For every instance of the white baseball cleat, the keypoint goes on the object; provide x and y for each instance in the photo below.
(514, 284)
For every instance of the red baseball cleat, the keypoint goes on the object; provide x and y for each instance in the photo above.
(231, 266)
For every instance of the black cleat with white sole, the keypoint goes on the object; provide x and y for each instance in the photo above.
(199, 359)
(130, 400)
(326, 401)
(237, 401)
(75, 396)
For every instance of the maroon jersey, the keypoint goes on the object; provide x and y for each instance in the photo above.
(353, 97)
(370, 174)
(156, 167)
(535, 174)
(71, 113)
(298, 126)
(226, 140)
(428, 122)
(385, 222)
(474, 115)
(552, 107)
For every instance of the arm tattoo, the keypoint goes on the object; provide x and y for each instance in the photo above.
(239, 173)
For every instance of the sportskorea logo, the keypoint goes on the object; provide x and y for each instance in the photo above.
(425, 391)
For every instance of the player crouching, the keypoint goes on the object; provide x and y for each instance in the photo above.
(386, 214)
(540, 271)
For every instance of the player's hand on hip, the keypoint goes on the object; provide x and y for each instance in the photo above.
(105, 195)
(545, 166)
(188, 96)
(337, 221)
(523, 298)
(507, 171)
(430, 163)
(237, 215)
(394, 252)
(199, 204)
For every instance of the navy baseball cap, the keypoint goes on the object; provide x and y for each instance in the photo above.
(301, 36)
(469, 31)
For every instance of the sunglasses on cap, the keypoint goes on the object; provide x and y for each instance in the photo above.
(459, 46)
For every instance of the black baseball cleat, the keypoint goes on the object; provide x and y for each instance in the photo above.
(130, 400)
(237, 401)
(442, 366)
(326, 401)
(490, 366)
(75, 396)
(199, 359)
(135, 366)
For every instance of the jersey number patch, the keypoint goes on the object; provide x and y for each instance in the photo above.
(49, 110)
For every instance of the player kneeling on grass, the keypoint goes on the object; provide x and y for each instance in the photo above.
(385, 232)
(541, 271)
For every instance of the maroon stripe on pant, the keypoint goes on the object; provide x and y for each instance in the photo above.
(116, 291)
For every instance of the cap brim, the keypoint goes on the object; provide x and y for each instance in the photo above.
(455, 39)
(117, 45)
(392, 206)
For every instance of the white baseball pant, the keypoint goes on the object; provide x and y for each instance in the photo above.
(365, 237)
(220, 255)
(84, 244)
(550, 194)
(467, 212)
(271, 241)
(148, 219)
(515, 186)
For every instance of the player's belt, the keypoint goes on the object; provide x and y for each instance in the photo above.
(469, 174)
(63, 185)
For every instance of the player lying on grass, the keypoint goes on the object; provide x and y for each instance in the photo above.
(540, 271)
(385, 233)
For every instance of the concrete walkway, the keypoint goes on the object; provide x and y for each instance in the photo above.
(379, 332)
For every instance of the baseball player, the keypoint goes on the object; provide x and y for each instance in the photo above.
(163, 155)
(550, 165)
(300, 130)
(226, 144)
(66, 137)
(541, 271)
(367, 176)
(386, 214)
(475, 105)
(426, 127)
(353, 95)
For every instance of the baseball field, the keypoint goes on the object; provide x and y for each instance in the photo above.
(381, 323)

════

All the entries above are to be transcribed without any alteration.

For every instance of the white baseball cleat, the keypoint goes on the object; provide x and y for each instance in the photo below.
(514, 284)
For every instance of the red baseball cleat, the keypoint goes on the object; provide x and y for each instance in the photo above.
(231, 266)
For every instance of the black cleat with white sole, the keypoint goes on the object; provide x and y for each instance in the photo above.
(199, 359)
(130, 400)
(326, 401)
(237, 401)
(75, 396)
For every instance of the maroon jersey, the keypoint goes on the object; provide x and y for each instance in the photo above.
(353, 97)
(370, 174)
(156, 167)
(535, 174)
(71, 113)
(298, 126)
(226, 140)
(428, 122)
(385, 222)
(474, 115)
(552, 107)
For every instance of the arm tattoo, the keypoint goes on the object; provide x and y for each instance in the photo above.
(239, 173)
For every instance of the sportskorea logo, the keypoint goes on the object; provide x and y for each instance in the photo above.
(425, 391)
For every instance of the player crouching, the keypoint goes on the object; provide x and y for each instance in the photo above.
(386, 214)
(540, 271)
For every instance of the player's hand on hip, the keypoint goes on the object; provide x and y for each instance in the photo above.
(105, 195)
(545, 166)
(188, 96)
(337, 221)
(523, 298)
(507, 171)
(430, 163)
(237, 215)
(394, 252)
(199, 204)
For every instance of the navy baseball cap, the keypoint goes on the object; provide x and y for each instance in the photo above.
(301, 36)
(469, 31)
For every instance of the sunglasses on cap, the keypoint goes on the object; provide x and y for each instance in the photo above.
(459, 46)
For every instance of the black baseball cleat, the keypoint goes on the object; provide x and y for each instance in the photo above.
(130, 400)
(237, 401)
(442, 366)
(326, 401)
(490, 366)
(75, 396)
(199, 359)
(135, 366)
For every instance of the jersey number patch, the keypoint goes on the object; provide x and y for each instance in the photo above.
(49, 110)
For every instance of the player kneeling on grass, the keypoint goes on the object; provide x and y for each instance in the photo above.
(385, 232)
(541, 271)
For every instance of the maroon stripe on pant, the keypoint goes on the object; provide x and y for each instance in the photo above.
(116, 291)
For every instance of the cap brim, the keypoint goes on the object; provide x and y for each instance in the photo above.
(455, 39)
(117, 45)
(392, 206)
For every instance of the white baseball pant, the keypoint goes on the object; provide x and y for each instance in the photo above.
(365, 237)
(220, 255)
(84, 244)
(550, 194)
(467, 212)
(271, 241)
(148, 219)
(515, 186)
For every instance of the player's belt, the keypoint goes on the object; provide x and y for each instance in the photo above.
(469, 174)
(63, 185)
For every instance of the player lying on grass, the keypoint goes on the object; provide x and y for each instance in the photo above.
(540, 271)
(385, 233)
For every instance of the concrete walkway, the keypoint goes on the object; provide x and y for each instance in the photo above.
(379, 332)
For every instance of the baseball player, the keypoint goes on the object; provide x and y for each instance in the photo above.
(163, 155)
(550, 165)
(300, 130)
(226, 144)
(66, 137)
(541, 271)
(367, 176)
(386, 214)
(475, 105)
(426, 127)
(353, 95)
For every instance of the baseball field, the keypoint goes on the object; provide x and y for each instance in the photo above.
(381, 323)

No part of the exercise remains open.